Referring expression grounding data
§
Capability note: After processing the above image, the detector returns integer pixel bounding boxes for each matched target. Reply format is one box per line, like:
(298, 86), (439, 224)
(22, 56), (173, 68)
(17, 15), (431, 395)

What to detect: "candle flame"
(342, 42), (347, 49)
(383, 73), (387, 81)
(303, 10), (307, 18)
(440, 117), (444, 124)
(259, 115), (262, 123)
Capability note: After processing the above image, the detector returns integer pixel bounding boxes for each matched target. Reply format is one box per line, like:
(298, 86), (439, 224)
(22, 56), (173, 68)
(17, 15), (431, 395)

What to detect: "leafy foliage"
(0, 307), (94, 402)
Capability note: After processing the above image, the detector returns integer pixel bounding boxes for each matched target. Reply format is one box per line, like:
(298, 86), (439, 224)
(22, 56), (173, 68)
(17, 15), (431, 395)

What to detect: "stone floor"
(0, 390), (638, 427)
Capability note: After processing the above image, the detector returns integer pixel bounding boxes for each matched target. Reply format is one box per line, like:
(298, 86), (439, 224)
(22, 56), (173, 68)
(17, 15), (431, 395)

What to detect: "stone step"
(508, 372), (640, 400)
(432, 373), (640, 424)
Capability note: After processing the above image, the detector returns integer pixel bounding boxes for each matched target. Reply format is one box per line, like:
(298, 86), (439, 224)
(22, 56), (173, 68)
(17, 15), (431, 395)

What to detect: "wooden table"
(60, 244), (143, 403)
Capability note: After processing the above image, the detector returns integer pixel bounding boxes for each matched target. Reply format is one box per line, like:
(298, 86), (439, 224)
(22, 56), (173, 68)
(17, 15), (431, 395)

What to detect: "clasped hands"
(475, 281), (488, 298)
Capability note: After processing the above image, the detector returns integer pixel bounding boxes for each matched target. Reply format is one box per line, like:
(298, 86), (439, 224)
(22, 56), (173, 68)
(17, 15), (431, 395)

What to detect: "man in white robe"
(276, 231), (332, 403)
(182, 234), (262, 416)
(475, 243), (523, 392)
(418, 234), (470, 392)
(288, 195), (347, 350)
§
TASK INSTRUCTIONS. Output the records in full, keeping them exactly as they are.

REPLY.
Capability note: After processing the above image, the detector returns integer pixel bounding boxes for each matched target. Reply format is one box per line, like:
(298, 86), (439, 224)
(22, 56), (173, 68)
(17, 15), (431, 395)

What to detect: "candle flame"
(342, 42), (347, 49)
(383, 73), (387, 81)
(303, 10), (307, 18)
(440, 117), (444, 124)
(259, 115), (262, 123)
Capability note: After processing the above image, the detector returns integer pixel bounding boxes for each matched target. Reply format is one box per line, like:
(298, 86), (439, 224)
(22, 56), (173, 68)
(17, 15), (431, 395)

What to detect: "leafy foliage"
(0, 307), (94, 402)
Capability note: After processing the above image, the detector returns integer pixel bounding boxes for each matched target. Reply format is one box per line, like:
(298, 86), (439, 224)
(22, 56), (173, 68)
(17, 15), (431, 395)

What to detect: "stone floor"
(0, 390), (638, 427)
Capability note: After processing the above image, the detector returns integer pixel bounding boxes for each matched target. Reply format is one box per line, like:
(298, 86), (439, 224)
(22, 56), (173, 68)
(17, 15), (431, 395)

What to detect: "stone step"
(508, 372), (640, 400)
(432, 373), (640, 424)
Capability note: After processing the above image, the detector returns integer pixel bounding boxes for each matched target. Reply format is one box per line, like:
(298, 86), (439, 224)
(22, 56), (173, 68)
(17, 15), (431, 395)

What to detect: "wooden table"
(60, 244), (143, 403)
Capability note: After processing the above image, the detector returns integer pixel bounding boxes for each matched target. Reply format is one box per line, like:
(298, 86), (439, 224)
(22, 56), (173, 68)
(17, 15), (431, 395)

What to detect: "clasped hands"
(475, 281), (488, 298)
Capability note: After processing the above image, the detector returns integer pixel bounding boxes for each matched target. Reply format is one box per line, like:
(298, 86), (439, 224)
(22, 56), (173, 68)
(17, 15), (431, 395)

What to detect: "man in white robe"
(276, 231), (332, 403)
(182, 234), (262, 416)
(475, 243), (523, 392)
(418, 234), (470, 392)
(288, 195), (347, 350)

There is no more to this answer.